Can you output the whole Creation Moment post about Miller's spark chamber, word for word?

** Opening Text passage block **

Saturday, May 12, 2018

Creation Moment 5/12/2018 - Miller's 3 Big Problems

"Almost all biology books have a picture of Miller’s famous spark chamber. In it, Miller used simple raw materials and electric sparks to produce amino acids and other simple molecules—the so-called “building blocks of life.” Some newspapers reported that Miller had practically made “life in a test tube.”

.... there were just three little problems: he had the wrong starting materials, used the wrong conditions, and got the wrong results.

What do I mean by “wrong starting materials?
--Miller left out oxygen. Why? Because of the scientific evidence? No. He left it out because he knew oxygen would destroy the very molecules he was trying to produce. It’s
hard for us to realize how corrosive” oxygen is, since most modern living things depend on it. But oxygen is so valuable to life precisely because it’s so chemically reactive, and aerobic living things today have systems to protect themselves against the harmful effects of oxygen, while using its chemical power to their advantage. (Anaerobic organisms and some viruses are quickly destroyed by contact with oxygen.)...We find oxidized rocks, suggesting an oxygen atmosphere, as deep as we can dig.

** Closing Text passage block **
** Opening Material shown block **

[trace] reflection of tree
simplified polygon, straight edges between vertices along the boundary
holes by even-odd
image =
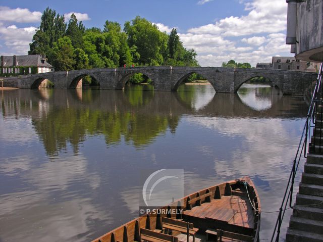
[[[147,104],[153,98],[153,86],[135,85],[131,90],[125,90],[125,94],[132,106],[141,106]]]
[[[181,85],[177,89],[177,94],[182,101],[191,107],[196,96],[195,90],[195,87],[193,85]]]
[[[243,87],[243,86],[241,86],[239,90],[238,90],[238,93],[239,95],[241,96],[246,96],[251,91],[251,88],[248,88],[247,87]]]
[[[122,137],[139,148],[165,133],[168,126],[175,132],[177,118],[166,115],[138,114],[131,111],[109,113],[89,108],[54,109],[33,125],[48,155],[66,149],[67,143],[77,153],[87,135],[103,134],[107,145],[119,143]]]

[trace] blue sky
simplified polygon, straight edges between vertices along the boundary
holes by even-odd
[[[0,4],[1,55],[27,54],[47,6],[67,20],[75,13],[86,27],[102,28],[106,20],[123,26],[138,15],[162,31],[176,27],[202,66],[220,66],[232,59],[255,66],[273,56],[291,56],[285,44],[285,0],[11,0]]]

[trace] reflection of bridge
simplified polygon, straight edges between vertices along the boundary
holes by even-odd
[[[244,82],[256,76],[268,79],[284,94],[303,94],[315,73],[281,70],[248,68],[225,68],[178,66],[147,66],[129,68],[101,68],[74,71],[55,71],[7,77],[5,86],[23,88],[38,87],[41,82],[48,79],[55,88],[75,88],[84,76],[95,78],[103,89],[122,89],[131,75],[141,73],[150,78],[155,90],[175,91],[181,83],[193,73],[206,78],[217,92],[236,92]]]
[[[82,89],[57,91],[44,89],[13,90],[1,95],[3,95],[1,99],[2,113],[5,116],[10,114],[23,115],[25,112],[30,115],[32,111],[33,116],[36,117],[45,114],[40,113],[41,106],[41,112],[50,111],[44,108],[45,105],[62,109],[89,109],[110,113],[130,112],[147,116],[178,117],[192,114],[228,118],[302,118],[306,116],[307,110],[307,105],[298,98],[277,94],[272,95],[271,108],[261,111],[253,109],[244,104],[238,95],[231,93],[216,94],[198,110],[189,104],[191,103],[191,100],[183,100],[177,92],[142,91],[142,96],[139,99],[144,101],[145,104],[134,105],[130,102],[127,91],[87,90],[82,92]],[[21,106],[15,106],[19,104]],[[31,110],[32,104],[34,108]],[[21,114],[17,114],[17,110]]]

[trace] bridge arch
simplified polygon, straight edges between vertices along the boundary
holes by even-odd
[[[35,80],[30,85],[31,88],[39,88],[42,87],[53,87],[54,83],[47,78],[40,77]]]
[[[76,77],[74,78],[70,83],[70,85],[69,85],[68,88],[69,89],[75,89],[77,88],[81,88],[82,83],[80,83],[80,81],[86,76],[89,76],[92,78],[94,78],[98,84],[100,84],[99,80],[97,79],[97,78],[95,77],[95,76],[94,76],[92,74],[84,73],[84,74],[80,75],[77,76]]]
[[[245,83],[255,77],[264,77],[271,83],[273,87],[278,87],[281,91],[283,91],[283,86],[280,84],[279,77],[273,76],[272,74],[263,73],[248,73],[247,75],[243,75],[243,76],[237,76],[236,80],[238,80],[237,83],[235,83],[234,92],[237,92],[239,88]]]
[[[152,82],[151,84],[153,86],[154,88],[155,87],[155,83],[153,81],[153,79],[151,78],[151,75],[150,75],[150,73],[144,71],[144,70],[138,70],[128,72],[125,75],[123,75],[120,78],[120,80],[118,81],[117,84],[117,89],[121,89],[124,88],[126,84],[129,80],[130,77],[136,74],[140,73],[142,74],[144,76],[145,76],[148,79],[150,79],[150,80],[151,80]]]
[[[216,87],[214,86],[214,83],[212,81],[212,79],[211,79],[209,77],[208,77],[207,75],[205,75],[205,73],[203,73],[202,72],[199,72],[198,71],[196,71],[195,70],[190,71],[184,74],[183,76],[182,76],[179,78],[178,78],[178,81],[175,83],[172,90],[172,91],[177,90],[177,89],[178,89],[178,87],[180,86],[181,84],[182,84],[182,83],[184,81],[184,80],[185,80],[186,78],[189,77],[190,76],[191,76],[193,74],[197,74],[198,75],[199,75],[202,76],[203,78],[205,78],[205,80],[206,80],[208,82],[209,82],[210,84],[211,84],[211,85],[212,85],[212,86],[213,87],[214,89],[216,90],[216,92],[217,91]]]

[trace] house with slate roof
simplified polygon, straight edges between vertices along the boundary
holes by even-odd
[[[318,63],[301,61],[294,57],[273,56],[271,63],[257,63],[256,68],[316,72],[319,67]]]
[[[43,73],[54,71],[53,67],[39,55],[4,56],[0,58],[0,76]]]

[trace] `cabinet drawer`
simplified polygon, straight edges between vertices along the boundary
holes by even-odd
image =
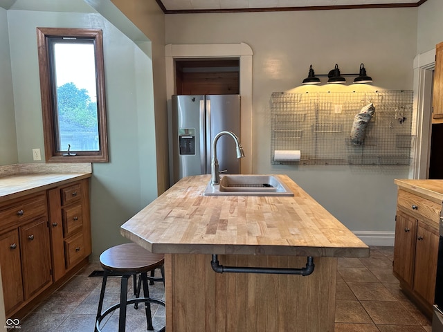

** Closing Material shown block **

▶ Response
Saturday, May 12, 2018

Creation Moment 5/12/2018 - Miller's 3 Big Problems

"Almost all biology books have a picture of Miller’s famous spark chamber. In it, Miller used simple raw materials and electric sparks to produce amino acids and other simple molecules—the so-called “building blocks of life.” Some newspapers reported that Miller had practically made “life in a test tube.”

.... there were just three little problems: he had the wrong starting materials, used the wrong conditions, and got the wrong results.

What do I mean by “wrong starting materials?
--Miller left out oxygen. Why? Because of the scientific evidence? No. He left it out because he knew oxygen would destroy the very molecules he was trying to produce. It’s
hard for us to realize how corrosive” oxygen is, since most modern living things depend on it. But oxygen is so valuable to life precisely because it’s so chemically reactive, and aerobic living things today have systems to protect themselves against the harmful effects of oxygen, while using its chemical power to their advantage. (Anaerobic organisms and some viruses are quickly destroyed by contact with oxygen.)...We find oxidized rocks, suggesting an oxygen atmosphere, as deep as we can dig.